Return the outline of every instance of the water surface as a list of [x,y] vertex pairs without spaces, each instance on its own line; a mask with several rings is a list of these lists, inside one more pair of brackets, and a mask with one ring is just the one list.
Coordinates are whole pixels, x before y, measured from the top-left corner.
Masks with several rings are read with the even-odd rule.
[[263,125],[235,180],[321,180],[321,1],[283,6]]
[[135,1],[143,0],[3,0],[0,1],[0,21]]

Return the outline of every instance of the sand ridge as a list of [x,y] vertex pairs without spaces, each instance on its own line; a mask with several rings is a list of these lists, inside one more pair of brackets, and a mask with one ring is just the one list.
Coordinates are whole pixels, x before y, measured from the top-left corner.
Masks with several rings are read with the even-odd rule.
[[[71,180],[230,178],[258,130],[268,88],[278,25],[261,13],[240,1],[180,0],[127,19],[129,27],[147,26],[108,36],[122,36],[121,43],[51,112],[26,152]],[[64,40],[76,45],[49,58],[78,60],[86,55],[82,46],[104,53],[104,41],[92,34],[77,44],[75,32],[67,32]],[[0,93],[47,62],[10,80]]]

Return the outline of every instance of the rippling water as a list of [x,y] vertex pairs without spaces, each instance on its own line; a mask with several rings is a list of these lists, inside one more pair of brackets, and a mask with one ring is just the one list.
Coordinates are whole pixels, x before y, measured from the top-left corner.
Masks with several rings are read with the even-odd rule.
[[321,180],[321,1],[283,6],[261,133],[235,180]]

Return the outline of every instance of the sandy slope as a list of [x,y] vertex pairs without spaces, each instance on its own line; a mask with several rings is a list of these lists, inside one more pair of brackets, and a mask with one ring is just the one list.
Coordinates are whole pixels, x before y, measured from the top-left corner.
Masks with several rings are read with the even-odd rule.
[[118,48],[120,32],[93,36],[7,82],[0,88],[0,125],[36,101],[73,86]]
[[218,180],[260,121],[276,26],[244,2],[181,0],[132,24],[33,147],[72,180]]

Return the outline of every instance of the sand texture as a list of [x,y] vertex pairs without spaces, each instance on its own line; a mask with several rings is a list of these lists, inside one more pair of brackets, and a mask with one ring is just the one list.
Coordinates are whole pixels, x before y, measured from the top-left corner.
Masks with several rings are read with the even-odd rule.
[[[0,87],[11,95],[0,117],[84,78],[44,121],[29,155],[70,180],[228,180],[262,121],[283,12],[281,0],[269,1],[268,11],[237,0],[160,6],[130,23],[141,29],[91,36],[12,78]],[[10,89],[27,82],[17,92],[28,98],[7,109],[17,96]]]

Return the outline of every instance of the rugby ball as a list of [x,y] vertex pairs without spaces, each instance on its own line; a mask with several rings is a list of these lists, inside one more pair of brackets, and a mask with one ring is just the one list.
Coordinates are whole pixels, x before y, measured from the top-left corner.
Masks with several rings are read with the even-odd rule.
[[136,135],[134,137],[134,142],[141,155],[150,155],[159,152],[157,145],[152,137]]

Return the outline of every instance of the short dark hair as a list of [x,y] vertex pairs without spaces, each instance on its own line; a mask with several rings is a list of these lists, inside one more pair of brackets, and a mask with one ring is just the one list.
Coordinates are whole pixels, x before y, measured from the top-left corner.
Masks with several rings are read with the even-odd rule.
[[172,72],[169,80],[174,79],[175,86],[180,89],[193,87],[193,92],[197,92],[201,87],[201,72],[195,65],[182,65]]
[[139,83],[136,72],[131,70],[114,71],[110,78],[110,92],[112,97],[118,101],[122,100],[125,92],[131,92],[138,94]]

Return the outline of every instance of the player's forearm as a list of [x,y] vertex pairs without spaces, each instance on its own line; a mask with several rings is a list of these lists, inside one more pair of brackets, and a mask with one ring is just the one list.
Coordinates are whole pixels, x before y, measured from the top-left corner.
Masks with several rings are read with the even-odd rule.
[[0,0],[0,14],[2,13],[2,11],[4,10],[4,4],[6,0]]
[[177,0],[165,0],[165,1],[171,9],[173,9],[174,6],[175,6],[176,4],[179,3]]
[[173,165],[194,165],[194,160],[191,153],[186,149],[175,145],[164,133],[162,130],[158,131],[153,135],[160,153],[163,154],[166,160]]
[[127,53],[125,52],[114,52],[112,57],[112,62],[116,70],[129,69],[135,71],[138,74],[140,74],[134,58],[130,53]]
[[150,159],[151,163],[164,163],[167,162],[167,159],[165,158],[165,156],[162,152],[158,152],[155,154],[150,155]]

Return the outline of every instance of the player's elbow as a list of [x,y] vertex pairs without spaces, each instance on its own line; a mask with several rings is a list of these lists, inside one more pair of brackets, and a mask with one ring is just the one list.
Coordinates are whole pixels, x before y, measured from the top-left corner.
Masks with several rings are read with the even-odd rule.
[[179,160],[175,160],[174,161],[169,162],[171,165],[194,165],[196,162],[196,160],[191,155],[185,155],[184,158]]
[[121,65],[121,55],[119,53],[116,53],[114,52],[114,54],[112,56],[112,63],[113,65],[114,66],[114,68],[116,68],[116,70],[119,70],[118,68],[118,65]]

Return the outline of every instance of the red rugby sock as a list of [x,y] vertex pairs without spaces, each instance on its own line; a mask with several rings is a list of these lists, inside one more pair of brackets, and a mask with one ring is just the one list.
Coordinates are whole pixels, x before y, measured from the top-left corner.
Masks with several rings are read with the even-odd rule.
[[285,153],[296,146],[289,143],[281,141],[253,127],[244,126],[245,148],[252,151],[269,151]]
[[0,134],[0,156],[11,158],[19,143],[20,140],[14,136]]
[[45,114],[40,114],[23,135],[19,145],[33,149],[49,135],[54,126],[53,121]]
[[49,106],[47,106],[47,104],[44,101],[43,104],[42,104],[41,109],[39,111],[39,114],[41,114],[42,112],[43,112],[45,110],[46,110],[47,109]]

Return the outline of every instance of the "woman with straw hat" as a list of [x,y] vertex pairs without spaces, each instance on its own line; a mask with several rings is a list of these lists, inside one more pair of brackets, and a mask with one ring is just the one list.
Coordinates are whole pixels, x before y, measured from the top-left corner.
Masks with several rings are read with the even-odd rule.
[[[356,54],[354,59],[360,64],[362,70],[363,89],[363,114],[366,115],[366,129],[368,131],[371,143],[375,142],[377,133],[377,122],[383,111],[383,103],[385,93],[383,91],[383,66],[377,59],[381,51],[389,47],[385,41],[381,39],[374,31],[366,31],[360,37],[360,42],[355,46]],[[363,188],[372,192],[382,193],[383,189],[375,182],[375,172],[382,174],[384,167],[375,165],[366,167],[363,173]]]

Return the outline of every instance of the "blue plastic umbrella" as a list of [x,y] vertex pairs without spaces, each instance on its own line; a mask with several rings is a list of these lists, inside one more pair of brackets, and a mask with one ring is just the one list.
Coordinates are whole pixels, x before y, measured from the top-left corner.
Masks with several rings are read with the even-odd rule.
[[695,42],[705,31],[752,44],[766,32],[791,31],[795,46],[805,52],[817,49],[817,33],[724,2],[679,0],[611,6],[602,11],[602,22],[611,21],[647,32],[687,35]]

-=-=-

Each line of the material above must be retyped precisely.

Return the outline of every instance of the water surface as a list of [x,y] vertex pairs without spaces, each instance on its own line; a mask with several rings is a list of these lists, inside one more pair of brackets, and a mask with one ring is just the one list.
Coordinates are whole pixels, x before y, measured from the top-left corner.
Masks with several rings are read with the even-odd rule.
[[263,125],[235,180],[321,180],[321,1],[283,6]]
[[135,1],[143,0],[3,0],[0,1],[0,21]]

Return the outline of every instance of the sand ridge as a list of [x,y] vertex pairs without spaces, each instance on its own line; a mask with several rings is a list of these lists, inside one more pair of brackets, and a mask with one ring is just the one list.
Coordinates are whole pixels, x before y, measured from the top-left corner.
Masks with several rings are read with the even-odd rule.
[[[71,180],[230,178],[258,130],[268,88],[278,25],[261,13],[240,1],[180,0],[127,19],[129,27],[147,26],[108,36],[122,36],[121,43],[51,112],[26,152]],[[64,40],[76,45],[49,58],[78,60],[86,55],[82,46],[104,53],[104,41],[92,34],[77,44],[75,32],[67,32]],[[0,93],[47,62],[10,80]]]

Return the outline of every instance of the rippling water as a list of [x,y] vertex pairs without spaces, each instance on its own line; a mask with several rings is a list of these lists, inside one more pair of brackets, and a mask with one ring is just the one list.
Coordinates are whole pixels, x before y, measured from the top-left corner.
Masks with several rings are read with the even-odd rule.
[[321,180],[321,1],[283,6],[261,133],[235,180]]

Return the outline of every instance of the sandy slope as a list of [x,y] vertex pairs without spaces, each instance on its own line; a mask with several rings is a list of these lists, inside one more pair of brackets, and a mask with one ring is just the one list.
Coordinates are whole pixels, x before y, measured from the top-left corner.
Masks with several rings are read with the even-odd rule.
[[118,48],[120,32],[93,36],[7,82],[0,88],[0,125],[36,101],[73,86]]
[[218,180],[260,121],[276,26],[244,2],[181,0],[132,24],[33,147],[72,180]]

Return the outline of every instance of the sand texture as a list of [x,y] vertex pairs without spaces, each instance on its own line; a mask with several rings is a list of these lists, inside one more pair of brackets, and a mask with one ring is just the one list.
Coordinates are whole pixels, x before y, measured from the top-left corner.
Masks with several rings are read with the even-odd rule.
[[[0,87],[11,95],[0,117],[84,78],[44,121],[29,155],[70,180],[228,180],[262,121],[283,12],[281,0],[269,1],[268,11],[237,0],[160,6],[130,23],[141,29],[91,36],[12,78]],[[10,89],[27,82],[17,92],[28,98],[7,109],[17,96]]]

Return the outline of every instance of the rugby ball as a list of [x,y] vertex pairs without spaces, each instance on its own line; a mask with several rings is a list of these lists, inside one more pair of brackets, and a mask with one ring is just the one list.
Coordinates are whole pixels, x before y, measured from the top-left corner.
Masks with several rings are read with the even-odd rule.
[[136,135],[134,137],[134,142],[141,155],[150,155],[159,152],[157,145],[152,137]]

Return the outline of every instance of the short dark hair as a list of [x,y] vertex pairs without spaces, each instance on its own line; a mask with several rings is a list of these lists, inside one more pair of brackets, and a mask with one ring is just the one list.
Coordinates are whole pixels, x before y, measured from the top-left corner.
Masks with several rings are read with the even-odd rule.
[[172,72],[169,80],[174,79],[175,86],[180,89],[193,87],[193,92],[197,92],[201,87],[201,72],[195,65],[182,65]]
[[139,83],[136,72],[131,70],[114,71],[110,78],[110,92],[112,97],[118,101],[122,100],[125,92],[131,92],[138,94]]

Return the outline of every instance of the player's forearm as a list of [x,y] vertex pairs without spaces, each instance on its own line; a mask with several rings is a list of these lists, inside one more pair of brackets, and a mask with one ring is just the one list.
Coordinates are whole pixels, x before y, measured from the top-left corner.
Masks with several rings are read with the even-odd rule.
[[0,0],[0,14],[2,13],[2,11],[4,10],[4,4],[6,0]]
[[177,0],[165,0],[165,1],[171,9],[173,9],[174,6],[175,6],[176,4],[179,3]]
[[173,165],[194,165],[194,160],[191,153],[186,149],[175,145],[164,133],[162,130],[158,131],[153,135],[160,153],[163,154],[166,160]]
[[127,53],[125,52],[114,52],[112,57],[112,62],[116,70],[129,69],[135,71],[138,74],[140,74],[134,58],[130,53]]
[[150,159],[151,163],[164,163],[167,162],[167,159],[165,158],[165,156],[162,152],[158,152],[155,154],[150,155]]

Return the outline of every instance of the player's elbow as a list of [x,y] vertex pairs without spaces, each instance on its own line; a mask with several rings is a list of these lists, inside one more pair of brackets, and a mask with one ring is just the one list.
Coordinates are whole pixels, x before y, measured from the top-left corner.
Masks with several rings are read with the even-odd rule.
[[179,160],[175,160],[174,161],[169,162],[171,165],[194,165],[196,162],[196,160],[191,155],[185,155],[184,158]]
[[121,65],[121,55],[119,53],[116,53],[114,52],[114,54],[112,56],[112,63],[113,65],[114,66],[114,68],[116,68],[116,70],[119,70],[118,68],[118,65]]

Return the outline of every instance of the red rugby sock as a list of [x,y] vertex pairs without spaces, each instance on its own line; a mask with several rings is a list of these lists, inside one more pair of brackets, and a mask with one ring is just the one list.
Coordinates are whole pixels, x before y, measured from the top-left corner.
Masks with several rings are read with the even-odd rule.
[[285,153],[296,146],[289,143],[281,141],[253,127],[244,126],[245,148],[252,151],[269,151]]
[[0,134],[0,156],[11,158],[19,143],[20,140],[14,136]]
[[45,114],[40,114],[23,135],[19,145],[33,149],[49,135],[54,126],[53,121]]
[[49,106],[47,106],[47,104],[44,101],[43,104],[42,104],[41,109],[39,111],[39,114],[41,114],[42,112],[43,112],[45,110],[46,110],[47,109]]

Return the outline of every instance of the "woman with straw hat" as a list of [x,y] vertex pairs without spaces, each instance on its own line; a mask with several rings is a list of these lists, inside one more pair of brackets, and a mask with one ring is just the one list.
Coordinates are whole pixels, x before y, measured from the top-left corner.
Masks with several rings are read with the even-odd rule.
[[[356,54],[354,59],[360,64],[362,70],[363,89],[363,114],[366,115],[366,129],[368,131],[371,143],[375,142],[377,133],[377,122],[383,111],[383,103],[385,93],[383,91],[383,66],[377,59],[381,51],[389,47],[385,41],[381,39],[374,31],[366,31],[360,37],[360,42],[355,46]],[[363,188],[372,192],[382,193],[383,189],[375,182],[375,172],[382,174],[384,167],[375,165],[366,167],[363,173]]]

Return the outline of every instance of the "blue plastic umbrella" as a list of [x,y] vertex pairs without spaces, each instance on its own line; a mask with several rings is a list of these lists, inside one more pair of brackets, and a mask with one ring is just the one list.
Coordinates are whole pixels, x before y, measured from the top-left corner.
Masks with several rings are read with the even-odd rule.
[[695,42],[705,31],[752,44],[766,32],[791,31],[795,46],[805,52],[817,49],[817,33],[724,2],[679,0],[611,6],[602,11],[602,22],[611,21],[647,32],[687,35]]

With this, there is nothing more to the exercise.